▸ **Directions**: Please add 29 to every coordinate in the answers, and write out everything from the line containing "background, it would be much appreciated." down to the line containing "10), (156, 10)]]". Keep every line in that span, the requests included.

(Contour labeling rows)
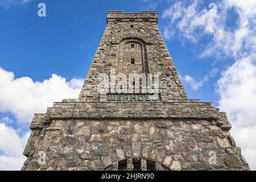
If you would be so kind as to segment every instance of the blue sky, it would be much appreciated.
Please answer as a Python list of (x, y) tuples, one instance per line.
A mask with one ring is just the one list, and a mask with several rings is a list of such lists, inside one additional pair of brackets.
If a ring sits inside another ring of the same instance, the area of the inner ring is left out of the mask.
[[(38, 16), (39, 2), (46, 3), (47, 17)], [(251, 23), (255, 5), (253, 0), (0, 0), (0, 86), (7, 88), (0, 91), (0, 126), (2, 133), (13, 134), (2, 136), (18, 137), (17, 147), (22, 150), (32, 112), (43, 112), (53, 101), (78, 97), (109, 10), (155, 10), (189, 98), (214, 102), (229, 113), (232, 134), (256, 169), (256, 146), (250, 144), (256, 136), (256, 115), (251, 113), (256, 94), (256, 28)], [(248, 85), (253, 86), (246, 89)], [(36, 107), (36, 102), (43, 104)], [(10, 150), (0, 142), (0, 168), (20, 167), (24, 158), (9, 155)]]

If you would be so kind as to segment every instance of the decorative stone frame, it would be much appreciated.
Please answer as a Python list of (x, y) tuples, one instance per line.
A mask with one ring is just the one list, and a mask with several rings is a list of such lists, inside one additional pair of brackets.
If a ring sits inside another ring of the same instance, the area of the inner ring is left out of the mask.
[(119, 44), (118, 52), (118, 63), (120, 66), (122, 66), (122, 68), (120, 68), (121, 70), (123, 70), (124, 46), (129, 43), (136, 43), (141, 45), (142, 56), (142, 72), (144, 73), (148, 73), (148, 63), (147, 60), (146, 44), (145, 41), (138, 38), (126, 38), (120, 41)]
[(131, 146), (123, 146), (123, 149), (117, 149), (115, 152), (110, 151), (108, 156), (102, 156), (101, 162), (103, 164), (103, 169), (118, 171), (118, 162), (127, 160), (127, 170), (131, 171), (133, 159), (137, 158), (141, 159), (142, 171), (147, 171), (147, 160), (155, 163), (156, 171), (162, 171), (164, 168), (166, 170), (171, 170), (172, 163), (171, 156), (164, 155), (163, 159), (159, 159), (158, 152), (165, 153), (164, 151), (156, 148), (148, 150), (147, 148), (142, 147), (141, 142), (133, 143)]

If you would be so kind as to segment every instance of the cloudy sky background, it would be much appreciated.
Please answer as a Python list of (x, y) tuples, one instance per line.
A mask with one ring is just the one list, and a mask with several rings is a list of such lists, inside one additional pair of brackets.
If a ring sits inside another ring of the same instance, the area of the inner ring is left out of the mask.
[[(47, 5), (47, 17), (37, 16)], [(190, 98), (227, 113), (256, 169), (256, 1), (0, 0), (0, 169), (19, 170), (34, 113), (77, 98), (109, 10), (156, 10)]]

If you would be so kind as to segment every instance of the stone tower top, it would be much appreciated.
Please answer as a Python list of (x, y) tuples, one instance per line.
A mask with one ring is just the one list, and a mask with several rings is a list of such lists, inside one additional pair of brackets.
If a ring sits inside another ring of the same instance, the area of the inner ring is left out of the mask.
[(110, 11), (107, 22), (158, 22), (158, 14), (154, 11), (142, 11), (139, 13), (125, 13), (124, 11)]
[[(131, 73), (158, 74), (162, 102), (187, 99), (158, 20), (155, 11), (109, 11), (105, 31), (79, 99), (108, 102), (109, 94), (98, 92), (101, 81), (98, 77), (100, 74), (110, 75), (113, 69), (115, 73), (125, 74), (127, 77)], [(131, 82), (128, 80), (127, 85)]]

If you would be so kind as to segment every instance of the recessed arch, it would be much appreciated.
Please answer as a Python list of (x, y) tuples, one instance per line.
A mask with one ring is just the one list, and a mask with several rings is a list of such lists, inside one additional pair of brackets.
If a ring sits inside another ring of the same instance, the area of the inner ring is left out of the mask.
[[(148, 73), (147, 51), (144, 40), (134, 37), (125, 38), (120, 41), (119, 46), (120, 72), (125, 74)], [(135, 59), (135, 63), (133, 65), (131, 65), (131, 59)]]

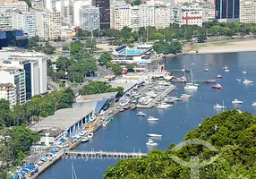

▸ **Reply**:
If you would be so kind as to segment every instance of the cloudy sky background, it would be much appreciated.
Please answer as a Python list of (x, y) tuples, one instance per line.
A mask with one ring is just the one list, and a mask with several rings is a list of such lists, inside one additional pair of brackets.
If a ring sits inside another ring of the same instance, the area of the inner ring is left out of the mask.
[[(76, 34), (76, 46), (66, 45)], [(219, 127), (256, 142), (285, 198), (285, 30), (29, 29), (29, 198), (48, 199), (63, 142), (106, 127), (138, 39), (185, 39)]]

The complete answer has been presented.